Copy each of the records below word for word, keeping every line in its original order.
** Start of INPUT FOR THIS TASK **
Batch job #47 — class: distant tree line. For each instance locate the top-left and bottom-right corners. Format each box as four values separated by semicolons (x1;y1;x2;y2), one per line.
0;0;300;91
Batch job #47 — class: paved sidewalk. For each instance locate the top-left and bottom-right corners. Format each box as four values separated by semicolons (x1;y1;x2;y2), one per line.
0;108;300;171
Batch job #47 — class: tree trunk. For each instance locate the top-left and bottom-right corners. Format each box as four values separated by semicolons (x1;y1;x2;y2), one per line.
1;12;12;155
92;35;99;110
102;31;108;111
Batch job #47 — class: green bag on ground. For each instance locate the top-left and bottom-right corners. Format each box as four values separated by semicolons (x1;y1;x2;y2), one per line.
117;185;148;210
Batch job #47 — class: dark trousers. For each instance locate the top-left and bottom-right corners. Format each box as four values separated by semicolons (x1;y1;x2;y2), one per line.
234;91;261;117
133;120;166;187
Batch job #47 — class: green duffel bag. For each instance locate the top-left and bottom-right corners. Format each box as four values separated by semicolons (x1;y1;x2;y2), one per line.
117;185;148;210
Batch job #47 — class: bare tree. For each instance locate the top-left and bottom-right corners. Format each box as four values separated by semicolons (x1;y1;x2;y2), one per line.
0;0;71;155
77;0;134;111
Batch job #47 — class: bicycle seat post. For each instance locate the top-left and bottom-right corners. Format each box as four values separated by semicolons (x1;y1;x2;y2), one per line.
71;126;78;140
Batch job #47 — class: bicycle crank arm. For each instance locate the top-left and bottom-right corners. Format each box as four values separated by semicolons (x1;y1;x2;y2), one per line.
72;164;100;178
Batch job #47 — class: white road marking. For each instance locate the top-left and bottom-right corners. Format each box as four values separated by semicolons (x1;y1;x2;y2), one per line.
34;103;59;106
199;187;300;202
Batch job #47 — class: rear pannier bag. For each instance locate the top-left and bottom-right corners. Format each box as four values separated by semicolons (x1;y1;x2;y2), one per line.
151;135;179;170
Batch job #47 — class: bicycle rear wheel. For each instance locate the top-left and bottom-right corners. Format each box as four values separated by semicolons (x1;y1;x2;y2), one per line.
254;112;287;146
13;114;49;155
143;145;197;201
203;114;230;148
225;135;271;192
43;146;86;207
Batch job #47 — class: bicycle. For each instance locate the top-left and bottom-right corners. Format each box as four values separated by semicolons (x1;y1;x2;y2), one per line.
** End of INPUT FOR THIS TASK **
**EXERCISE SOLUTION**
Batch job #47 — class: distant tree line. For each instance locate the top-left and bottom-right corners. Format each box as four values separated by semicolons (x1;y1;x2;y2), one per line.
0;0;300;91
Batch job #47 — class: paved sidewalk. For each instance locate the top-left and bottom-right corners. Format each box as four values separated by semicolons (x1;y1;x2;y2), one per line.
0;108;300;171
Batch job #47 — class: tree trunk. For each instance locate the top-left and bottom-right corners. Format each box as four values separated by semicolons (x1;y1;x2;y2), one per line.
1;12;12;155
92;35;99;110
102;31;108;111
Batch job #47 — class: green bag on ground. For each instance locate the top-left and bottom-right corners. Format each box as four values separated by semicolons (x1;y1;x2;y2), one per line.
117;185;148;210
Batch job #47 — class: dark trousers. For each instance locate the top-left and bottom-right corners. Format each box as four values separated by semicolons (x1;y1;x2;y2), one per line.
234;91;261;117
133;120;166;187
Batch job #47 — class: green duffel bag. For each instance locate the top-left and bottom-right corners. Format each box as four values separated by semicolons (x1;y1;x2;y2), one per line.
117;185;148;210
Batch job #47 — class: bare tree. For each instance locate the top-left and bottom-right corners. Format each box as four values separated by semicolons (x1;y1;x2;y2), one per line.
0;0;71;155
77;0;134;111
Batch job #47 — class: bicycle seat post. For each instance locate the top-left and bottom-right corners. Format each box as four values separated by semicolons (x1;y1;x2;y2), one per line.
71;126;78;140
Batch job #47 — class: bicycle crank arm. For each instance locate the top-left and bottom-right corners. Format each box as four values separated by semicolons (x1;y1;x2;y2), one per line.
72;164;100;178
Batch job #47 — class: white road marking. For each instance locate the top-left and bottom-right corners. Format each box as four values separated by semicolons (x1;y1;x2;y2), one per line.
34;103;59;106
199;187;300;202
Batch job #47 — class: rear pannier bag. For each instance locate the top-left and bottom-right corners. Format each box as four values separated by semicolons (x1;y1;x2;y2), one per line.
151;135;179;170
Batch job #47 — class: bicycle rear wheel. For each instance locate the top-left and bottom-right corners. Format each box as four values separated by semicolons (x1;y1;x2;y2), one per line.
254;112;287;146
13;114;49;155
143;145;197;201
203;114;230;148
225;135;271;192
43;146;86;207
Batch job #47 — class: bicycle. For each instance locate the top-left and bottom-right corners. Format each box as four values separated by semicolons (x1;y1;x2;y2), one per line.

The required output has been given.